● **WORK INSTRUCTION**
Go through the entries below and give the number of lines that have the string "road", and only that.

● **DATA FOR THIS TASK**
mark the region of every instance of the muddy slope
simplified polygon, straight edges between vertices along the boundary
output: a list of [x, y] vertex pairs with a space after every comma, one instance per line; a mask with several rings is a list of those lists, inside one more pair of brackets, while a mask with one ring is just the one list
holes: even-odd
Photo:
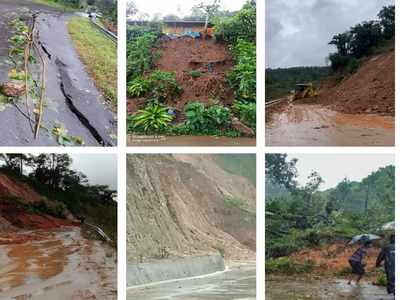
[[[171, 106], [183, 109], [189, 100], [209, 103], [220, 99], [224, 104], [234, 100], [233, 92], [225, 80], [225, 74], [233, 67], [229, 49], [213, 40], [180, 37], [165, 38], [157, 49], [160, 59], [156, 69], [174, 72], [183, 93]], [[191, 71], [198, 70], [202, 75], [193, 78]]]
[[344, 113], [394, 116], [394, 68], [392, 49], [370, 58], [338, 86], [322, 89], [316, 102]]
[[254, 259], [255, 187], [248, 179], [207, 155], [131, 155], [127, 171], [128, 260], [218, 251]]

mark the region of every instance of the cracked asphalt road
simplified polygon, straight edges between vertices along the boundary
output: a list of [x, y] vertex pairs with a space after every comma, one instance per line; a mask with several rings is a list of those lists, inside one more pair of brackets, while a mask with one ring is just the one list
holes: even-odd
[[[46, 65], [46, 104], [43, 123], [48, 129], [61, 124], [68, 135], [81, 137], [86, 146], [116, 145], [116, 114], [110, 110], [94, 81], [86, 72], [69, 36], [64, 14], [28, 0], [0, 2], [0, 82], [7, 80], [12, 64], [8, 59], [9, 21], [38, 12], [38, 41]], [[23, 101], [20, 109], [26, 112]], [[41, 130], [34, 139], [29, 121], [13, 105], [0, 106], [0, 146], [58, 146], [51, 132]]]

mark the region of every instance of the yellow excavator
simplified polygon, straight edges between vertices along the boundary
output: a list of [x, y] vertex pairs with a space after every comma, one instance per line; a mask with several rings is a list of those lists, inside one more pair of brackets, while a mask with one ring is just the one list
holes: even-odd
[[317, 89], [312, 83], [298, 83], [295, 85], [293, 100], [318, 96]]

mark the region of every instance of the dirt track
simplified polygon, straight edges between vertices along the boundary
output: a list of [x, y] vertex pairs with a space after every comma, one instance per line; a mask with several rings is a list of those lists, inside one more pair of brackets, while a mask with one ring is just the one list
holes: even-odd
[[[72, 136], [83, 138], [87, 146], [116, 143], [116, 116], [105, 104], [93, 80], [79, 59], [67, 30], [71, 14], [63, 14], [28, 0], [0, 1], [0, 82], [8, 79], [8, 23], [20, 16], [39, 12], [38, 40], [46, 65], [46, 103], [44, 124], [50, 129], [61, 124]], [[4, 45], [4, 46], [3, 46]], [[32, 105], [32, 104], [31, 104]], [[22, 111], [26, 108], [19, 103]], [[2, 146], [57, 146], [51, 132], [41, 131], [33, 138], [29, 122], [16, 107], [0, 104], [0, 137]]]

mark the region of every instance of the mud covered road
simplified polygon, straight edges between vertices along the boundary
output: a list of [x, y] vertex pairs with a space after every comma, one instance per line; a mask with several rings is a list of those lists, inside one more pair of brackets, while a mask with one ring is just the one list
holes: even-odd
[[343, 279], [306, 280], [271, 276], [266, 282], [266, 300], [394, 300], [384, 287], [362, 282], [348, 285]]
[[267, 114], [267, 146], [393, 146], [394, 117], [287, 104]]
[[129, 289], [128, 300], [251, 300], [256, 299], [255, 266], [224, 273]]
[[[45, 58], [46, 92], [44, 125], [37, 140], [26, 117], [10, 104], [0, 104], [0, 146], [56, 146], [51, 130], [63, 126], [67, 134], [79, 136], [87, 146], [115, 145], [116, 115], [89, 77], [69, 36], [64, 14], [29, 0], [0, 1], [0, 82], [8, 79], [12, 64], [8, 58], [9, 22], [21, 15], [38, 13], [37, 39]], [[26, 112], [23, 101], [22, 111]]]
[[0, 233], [0, 299], [117, 299], [116, 251], [78, 227]]

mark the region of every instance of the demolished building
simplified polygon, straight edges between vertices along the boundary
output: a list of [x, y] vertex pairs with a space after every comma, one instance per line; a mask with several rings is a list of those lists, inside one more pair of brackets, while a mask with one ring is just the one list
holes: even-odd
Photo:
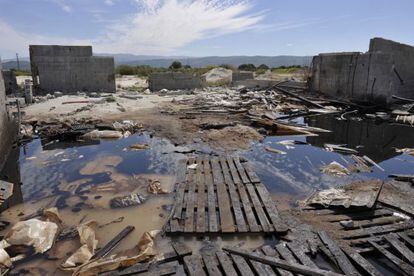
[[37, 94], [115, 92], [113, 57], [92, 55], [92, 46], [30, 45], [33, 85]]
[[159, 91], [162, 89], [195, 89], [206, 86], [204, 77], [181, 72], [153, 73], [148, 79], [149, 89]]
[[388, 105], [414, 98], [414, 47], [371, 39], [366, 53], [328, 53], [312, 61], [310, 88], [332, 98]]

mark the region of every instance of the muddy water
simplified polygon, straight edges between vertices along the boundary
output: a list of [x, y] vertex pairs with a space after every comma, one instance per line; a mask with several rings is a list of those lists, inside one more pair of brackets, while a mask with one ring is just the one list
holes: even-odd
[[[342, 121], [333, 116], [318, 116], [303, 121], [310, 126], [330, 130], [318, 136], [268, 136], [262, 143], [255, 143], [250, 150], [241, 152], [253, 162], [255, 169], [275, 199], [290, 203], [303, 198], [316, 189], [325, 189], [350, 183], [359, 179], [389, 180], [390, 174], [413, 174], [414, 156], [396, 152], [396, 148], [414, 147], [414, 128], [405, 125], [378, 123], [358, 118]], [[284, 146], [286, 140], [296, 140], [306, 144]], [[336, 161], [349, 167], [354, 161], [351, 154], [328, 152], [324, 144], [344, 145], [366, 155], [384, 171], [373, 166], [371, 172], [351, 173], [337, 177], [324, 174], [321, 166]], [[265, 147], [286, 152], [276, 154]], [[289, 203], [289, 200], [288, 200]]]
[[[319, 136], [268, 136], [262, 143], [253, 143], [247, 151], [240, 151], [253, 162], [263, 183], [273, 194], [280, 209], [289, 209], [297, 199], [302, 199], [314, 189], [345, 184], [356, 179], [380, 178], [388, 175], [412, 174], [414, 157], [395, 152], [395, 148], [414, 147], [414, 129], [407, 126], [379, 124], [374, 121], [338, 121], [334, 117], [319, 116], [301, 120], [314, 127], [331, 130]], [[306, 144], [286, 147], [278, 142], [298, 140]], [[132, 151], [132, 144], [148, 144], [148, 149]], [[327, 152], [324, 143], [344, 144], [375, 160], [385, 172], [373, 167], [370, 173], [353, 173], [346, 177], [328, 176], [320, 167], [337, 161], [344, 166], [352, 162], [349, 154]], [[267, 152], [270, 146], [285, 151], [285, 155]], [[210, 152], [208, 145], [192, 145], [201, 152]], [[186, 155], [176, 153], [177, 148], [166, 139], [144, 133], [116, 141], [83, 143], [42, 143], [36, 139], [20, 148], [18, 162], [3, 174], [15, 183], [21, 182], [12, 203], [15, 205], [1, 214], [1, 220], [13, 225], [39, 208], [58, 207], [65, 226], [96, 220], [103, 226], [97, 230], [99, 245], [106, 244], [125, 226], [135, 226], [113, 253], [133, 248], [145, 231], [162, 229], [173, 203], [171, 194], [152, 195], [147, 192], [148, 182], [158, 180], [163, 189], [171, 191], [175, 182], [176, 161]], [[16, 161], [16, 160], [14, 160]], [[146, 201], [136, 207], [111, 209], [114, 197], [139, 193]], [[110, 223], [111, 221], [120, 221]], [[109, 223], [109, 224], [108, 224]], [[105, 226], [104, 226], [105, 225]], [[10, 227], [0, 234], [4, 235]], [[206, 244], [207, 239], [179, 237], [194, 250]], [[219, 244], [244, 245], [256, 248], [272, 238], [260, 235], [211, 237]], [[168, 244], [161, 240], [158, 246]], [[45, 274], [61, 274], [58, 265], [79, 247], [78, 241], [61, 242], [50, 253], [57, 260], [35, 258], [19, 265], [22, 268], [41, 267]], [[37, 271], [37, 270], [36, 270]]]

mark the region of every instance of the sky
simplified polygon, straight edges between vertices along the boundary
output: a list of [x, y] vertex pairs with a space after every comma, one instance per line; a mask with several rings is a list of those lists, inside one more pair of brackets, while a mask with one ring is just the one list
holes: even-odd
[[162, 56], [367, 51], [414, 45], [413, 0], [0, 0], [0, 57], [30, 44]]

● **SOLUTION TO THIS TASK**
2